*ACTION ITEM*. Return exactly, and only, the lines from the line containing "Look at the photo above. For each instance of the curly" through the final line of the records below, both included.
_ _ _ _
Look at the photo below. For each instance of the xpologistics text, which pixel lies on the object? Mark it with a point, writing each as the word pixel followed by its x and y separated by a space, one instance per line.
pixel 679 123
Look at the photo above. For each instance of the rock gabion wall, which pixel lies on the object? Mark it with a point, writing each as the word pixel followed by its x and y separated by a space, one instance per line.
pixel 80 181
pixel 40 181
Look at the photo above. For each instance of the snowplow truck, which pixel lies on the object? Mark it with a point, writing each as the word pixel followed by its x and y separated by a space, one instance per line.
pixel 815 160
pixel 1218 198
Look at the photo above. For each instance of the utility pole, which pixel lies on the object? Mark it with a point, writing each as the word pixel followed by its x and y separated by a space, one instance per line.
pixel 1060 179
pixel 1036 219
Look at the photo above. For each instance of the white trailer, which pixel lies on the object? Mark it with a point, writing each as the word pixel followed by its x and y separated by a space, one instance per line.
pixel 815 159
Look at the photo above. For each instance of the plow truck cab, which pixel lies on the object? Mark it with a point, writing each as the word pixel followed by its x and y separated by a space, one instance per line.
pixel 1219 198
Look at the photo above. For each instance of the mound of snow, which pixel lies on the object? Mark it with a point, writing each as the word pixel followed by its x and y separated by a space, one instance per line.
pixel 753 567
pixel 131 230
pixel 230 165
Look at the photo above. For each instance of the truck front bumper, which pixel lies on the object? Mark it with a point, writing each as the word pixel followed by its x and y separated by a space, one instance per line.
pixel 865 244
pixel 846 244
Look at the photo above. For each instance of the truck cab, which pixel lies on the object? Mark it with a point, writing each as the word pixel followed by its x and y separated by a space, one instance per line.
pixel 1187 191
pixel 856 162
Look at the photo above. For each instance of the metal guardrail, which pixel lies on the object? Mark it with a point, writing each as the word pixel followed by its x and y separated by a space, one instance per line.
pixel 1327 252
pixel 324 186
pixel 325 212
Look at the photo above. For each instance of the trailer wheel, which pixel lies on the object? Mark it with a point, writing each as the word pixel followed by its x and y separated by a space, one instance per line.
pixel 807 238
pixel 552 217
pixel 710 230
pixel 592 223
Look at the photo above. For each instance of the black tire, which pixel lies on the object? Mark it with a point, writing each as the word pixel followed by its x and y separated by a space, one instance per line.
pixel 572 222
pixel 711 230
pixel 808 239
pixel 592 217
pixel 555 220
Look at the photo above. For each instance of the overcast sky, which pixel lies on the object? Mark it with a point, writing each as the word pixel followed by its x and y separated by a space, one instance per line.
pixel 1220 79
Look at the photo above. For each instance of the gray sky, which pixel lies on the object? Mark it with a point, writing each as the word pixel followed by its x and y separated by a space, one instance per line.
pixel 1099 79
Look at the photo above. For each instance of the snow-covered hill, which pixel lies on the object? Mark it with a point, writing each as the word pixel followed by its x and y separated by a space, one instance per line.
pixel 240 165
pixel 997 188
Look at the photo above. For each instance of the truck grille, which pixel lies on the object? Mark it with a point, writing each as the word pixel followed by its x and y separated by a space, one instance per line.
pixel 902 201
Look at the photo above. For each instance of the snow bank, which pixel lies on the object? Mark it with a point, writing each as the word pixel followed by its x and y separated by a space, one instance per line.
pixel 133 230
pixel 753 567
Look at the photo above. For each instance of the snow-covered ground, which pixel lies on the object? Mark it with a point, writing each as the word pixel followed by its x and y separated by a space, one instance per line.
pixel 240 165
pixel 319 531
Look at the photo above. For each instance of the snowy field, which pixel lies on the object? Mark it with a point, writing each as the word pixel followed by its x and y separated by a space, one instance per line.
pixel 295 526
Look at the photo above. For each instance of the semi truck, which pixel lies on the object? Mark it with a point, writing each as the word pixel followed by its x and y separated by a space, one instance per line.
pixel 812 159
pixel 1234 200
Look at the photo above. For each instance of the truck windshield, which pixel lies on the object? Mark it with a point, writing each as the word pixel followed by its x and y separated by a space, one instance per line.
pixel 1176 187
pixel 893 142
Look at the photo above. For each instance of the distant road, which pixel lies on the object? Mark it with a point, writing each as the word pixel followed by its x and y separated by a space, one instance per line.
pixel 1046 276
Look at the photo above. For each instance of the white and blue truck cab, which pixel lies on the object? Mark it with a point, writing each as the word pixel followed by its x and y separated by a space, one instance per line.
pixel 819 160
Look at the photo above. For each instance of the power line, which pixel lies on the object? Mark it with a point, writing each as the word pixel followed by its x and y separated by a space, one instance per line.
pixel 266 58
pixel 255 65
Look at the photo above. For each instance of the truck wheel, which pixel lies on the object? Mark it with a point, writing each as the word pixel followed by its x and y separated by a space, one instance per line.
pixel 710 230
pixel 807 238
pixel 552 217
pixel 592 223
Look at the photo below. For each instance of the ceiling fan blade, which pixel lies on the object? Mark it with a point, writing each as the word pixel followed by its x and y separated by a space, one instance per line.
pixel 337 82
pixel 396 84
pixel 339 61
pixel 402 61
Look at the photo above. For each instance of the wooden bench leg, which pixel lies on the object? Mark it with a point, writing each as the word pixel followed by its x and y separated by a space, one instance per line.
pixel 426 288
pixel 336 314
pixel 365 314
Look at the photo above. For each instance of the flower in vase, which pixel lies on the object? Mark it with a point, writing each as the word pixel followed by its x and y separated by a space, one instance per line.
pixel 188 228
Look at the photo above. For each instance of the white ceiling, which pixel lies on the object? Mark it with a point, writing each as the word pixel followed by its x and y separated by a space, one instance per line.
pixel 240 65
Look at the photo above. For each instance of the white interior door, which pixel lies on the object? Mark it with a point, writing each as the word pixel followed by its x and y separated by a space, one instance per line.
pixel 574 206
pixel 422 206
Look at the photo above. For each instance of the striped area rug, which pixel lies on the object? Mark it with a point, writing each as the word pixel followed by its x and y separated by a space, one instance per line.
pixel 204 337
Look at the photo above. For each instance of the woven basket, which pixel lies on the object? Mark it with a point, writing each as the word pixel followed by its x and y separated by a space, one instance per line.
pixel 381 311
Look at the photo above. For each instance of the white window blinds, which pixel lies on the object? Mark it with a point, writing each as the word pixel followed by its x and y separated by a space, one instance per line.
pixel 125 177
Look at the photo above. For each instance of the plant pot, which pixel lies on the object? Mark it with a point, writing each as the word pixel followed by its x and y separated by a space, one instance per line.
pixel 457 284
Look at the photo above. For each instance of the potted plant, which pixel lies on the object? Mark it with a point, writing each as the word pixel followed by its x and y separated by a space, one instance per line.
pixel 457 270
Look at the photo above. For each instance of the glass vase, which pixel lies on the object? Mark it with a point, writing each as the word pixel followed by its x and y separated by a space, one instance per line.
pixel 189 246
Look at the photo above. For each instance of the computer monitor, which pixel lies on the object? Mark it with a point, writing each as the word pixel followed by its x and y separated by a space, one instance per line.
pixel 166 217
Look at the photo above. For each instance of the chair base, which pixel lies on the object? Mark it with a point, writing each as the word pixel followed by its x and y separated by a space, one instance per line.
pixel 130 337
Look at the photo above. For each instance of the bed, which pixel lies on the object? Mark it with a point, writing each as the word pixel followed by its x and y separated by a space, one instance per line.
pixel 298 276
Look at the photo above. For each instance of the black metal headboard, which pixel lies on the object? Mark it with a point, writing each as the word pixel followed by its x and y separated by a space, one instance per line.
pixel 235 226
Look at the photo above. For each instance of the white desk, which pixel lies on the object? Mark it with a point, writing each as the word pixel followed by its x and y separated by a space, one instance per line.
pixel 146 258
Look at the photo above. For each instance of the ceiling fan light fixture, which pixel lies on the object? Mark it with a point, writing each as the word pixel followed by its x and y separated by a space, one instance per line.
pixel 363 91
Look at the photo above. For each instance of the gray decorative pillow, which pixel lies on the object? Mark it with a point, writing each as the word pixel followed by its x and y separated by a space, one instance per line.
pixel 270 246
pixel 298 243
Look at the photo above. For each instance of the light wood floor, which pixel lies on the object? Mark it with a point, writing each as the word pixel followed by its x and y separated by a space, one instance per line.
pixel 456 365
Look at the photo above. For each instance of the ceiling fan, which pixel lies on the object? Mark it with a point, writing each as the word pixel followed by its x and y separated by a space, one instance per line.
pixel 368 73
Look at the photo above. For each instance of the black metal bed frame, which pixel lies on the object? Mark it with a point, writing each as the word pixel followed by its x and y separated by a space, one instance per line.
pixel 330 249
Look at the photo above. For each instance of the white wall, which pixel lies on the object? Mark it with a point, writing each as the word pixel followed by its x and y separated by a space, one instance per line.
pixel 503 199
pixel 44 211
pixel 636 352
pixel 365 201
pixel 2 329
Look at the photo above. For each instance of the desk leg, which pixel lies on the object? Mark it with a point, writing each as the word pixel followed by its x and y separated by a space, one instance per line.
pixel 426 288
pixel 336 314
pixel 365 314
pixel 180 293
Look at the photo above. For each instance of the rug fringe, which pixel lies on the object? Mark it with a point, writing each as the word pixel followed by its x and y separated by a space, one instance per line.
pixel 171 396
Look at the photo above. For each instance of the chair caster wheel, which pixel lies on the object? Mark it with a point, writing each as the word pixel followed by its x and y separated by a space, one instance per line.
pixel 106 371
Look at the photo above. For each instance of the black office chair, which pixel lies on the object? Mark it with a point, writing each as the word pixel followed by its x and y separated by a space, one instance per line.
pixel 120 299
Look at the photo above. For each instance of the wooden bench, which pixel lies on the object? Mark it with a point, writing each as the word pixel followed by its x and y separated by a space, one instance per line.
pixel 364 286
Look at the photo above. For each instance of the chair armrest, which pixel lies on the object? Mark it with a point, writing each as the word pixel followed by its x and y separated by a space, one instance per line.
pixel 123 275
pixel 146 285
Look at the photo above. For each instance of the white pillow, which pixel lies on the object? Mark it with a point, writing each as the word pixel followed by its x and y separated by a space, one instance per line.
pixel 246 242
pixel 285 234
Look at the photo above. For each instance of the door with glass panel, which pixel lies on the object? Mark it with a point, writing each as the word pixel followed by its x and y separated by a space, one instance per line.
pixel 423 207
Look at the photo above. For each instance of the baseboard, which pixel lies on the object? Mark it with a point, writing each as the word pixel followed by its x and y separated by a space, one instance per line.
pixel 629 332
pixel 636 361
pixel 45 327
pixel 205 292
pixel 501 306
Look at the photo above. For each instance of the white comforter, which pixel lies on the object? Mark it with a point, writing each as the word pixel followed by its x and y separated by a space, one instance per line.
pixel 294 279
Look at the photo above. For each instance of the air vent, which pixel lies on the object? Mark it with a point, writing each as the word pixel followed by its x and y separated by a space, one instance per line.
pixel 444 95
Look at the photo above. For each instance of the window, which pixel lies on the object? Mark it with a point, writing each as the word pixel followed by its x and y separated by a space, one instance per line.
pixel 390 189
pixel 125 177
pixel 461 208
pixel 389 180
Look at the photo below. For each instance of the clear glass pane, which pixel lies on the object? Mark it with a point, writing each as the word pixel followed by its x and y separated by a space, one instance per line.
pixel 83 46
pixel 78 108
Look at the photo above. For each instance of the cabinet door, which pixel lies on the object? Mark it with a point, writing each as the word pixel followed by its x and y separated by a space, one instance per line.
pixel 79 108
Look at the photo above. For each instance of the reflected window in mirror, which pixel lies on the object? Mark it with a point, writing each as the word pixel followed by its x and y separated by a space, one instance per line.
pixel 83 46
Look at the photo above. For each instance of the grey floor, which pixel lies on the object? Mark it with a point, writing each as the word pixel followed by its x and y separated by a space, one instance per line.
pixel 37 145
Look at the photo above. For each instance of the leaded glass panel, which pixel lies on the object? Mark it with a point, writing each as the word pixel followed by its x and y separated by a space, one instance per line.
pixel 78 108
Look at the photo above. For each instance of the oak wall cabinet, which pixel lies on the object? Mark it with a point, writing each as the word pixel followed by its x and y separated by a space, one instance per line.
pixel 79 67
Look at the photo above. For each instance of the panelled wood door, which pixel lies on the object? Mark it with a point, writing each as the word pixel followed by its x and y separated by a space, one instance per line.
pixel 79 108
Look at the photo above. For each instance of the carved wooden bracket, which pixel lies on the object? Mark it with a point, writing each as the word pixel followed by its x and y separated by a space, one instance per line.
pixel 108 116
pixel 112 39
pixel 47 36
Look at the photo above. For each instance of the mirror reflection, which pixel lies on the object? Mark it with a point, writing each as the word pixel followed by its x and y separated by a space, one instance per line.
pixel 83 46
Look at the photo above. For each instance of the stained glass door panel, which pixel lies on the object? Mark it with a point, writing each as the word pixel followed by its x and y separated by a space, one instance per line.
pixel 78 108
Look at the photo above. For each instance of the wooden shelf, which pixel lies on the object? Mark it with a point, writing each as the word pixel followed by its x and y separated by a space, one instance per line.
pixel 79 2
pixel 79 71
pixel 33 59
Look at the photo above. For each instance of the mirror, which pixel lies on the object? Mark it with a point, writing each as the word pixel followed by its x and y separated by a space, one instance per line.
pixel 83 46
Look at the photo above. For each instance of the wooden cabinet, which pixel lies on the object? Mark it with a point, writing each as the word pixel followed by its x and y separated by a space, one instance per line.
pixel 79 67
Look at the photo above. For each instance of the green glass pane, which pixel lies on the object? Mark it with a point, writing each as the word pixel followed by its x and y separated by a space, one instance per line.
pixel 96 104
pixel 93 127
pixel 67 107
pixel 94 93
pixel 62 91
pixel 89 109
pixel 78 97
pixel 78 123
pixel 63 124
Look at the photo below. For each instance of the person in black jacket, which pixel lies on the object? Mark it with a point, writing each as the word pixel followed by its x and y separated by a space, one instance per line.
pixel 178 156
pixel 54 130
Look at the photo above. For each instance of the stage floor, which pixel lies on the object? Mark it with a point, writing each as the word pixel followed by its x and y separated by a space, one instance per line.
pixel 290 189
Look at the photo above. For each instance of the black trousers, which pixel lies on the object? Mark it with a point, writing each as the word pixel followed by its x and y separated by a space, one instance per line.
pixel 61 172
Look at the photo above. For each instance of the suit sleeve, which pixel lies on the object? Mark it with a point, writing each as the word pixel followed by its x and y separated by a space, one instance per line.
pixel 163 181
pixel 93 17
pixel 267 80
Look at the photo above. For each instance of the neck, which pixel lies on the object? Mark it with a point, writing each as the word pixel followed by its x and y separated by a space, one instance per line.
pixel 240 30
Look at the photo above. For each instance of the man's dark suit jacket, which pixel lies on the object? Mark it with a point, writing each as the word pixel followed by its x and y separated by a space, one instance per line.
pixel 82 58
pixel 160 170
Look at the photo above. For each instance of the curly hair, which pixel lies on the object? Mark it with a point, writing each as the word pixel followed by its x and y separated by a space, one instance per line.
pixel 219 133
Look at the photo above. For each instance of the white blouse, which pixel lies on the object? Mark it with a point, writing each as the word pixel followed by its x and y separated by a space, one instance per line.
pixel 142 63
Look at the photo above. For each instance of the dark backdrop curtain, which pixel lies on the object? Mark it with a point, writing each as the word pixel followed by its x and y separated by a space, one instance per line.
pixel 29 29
_ _ _ _
*SOLUTION TO THIS TASK*.
Look at the photo above. For each instance of the curly hair, which pixel lies on the object? Mark it with a point, writing each as the word pixel followed by its x and y separated by a space, one instance per line.
pixel 219 133
Look at the photo above. For each instance of the white blouse, which pixel lies on the object? Mark it with a point, writing each as the word pixel followed by its x and y separated by a space, one instance per line.
pixel 142 63
Look at the photo above. For each instance of the dark backdrop curtain, which pixel lies on the object? Mark it with a point, writing each as the word pixel followed by its x and y separated by a space, one instance per line.
pixel 29 29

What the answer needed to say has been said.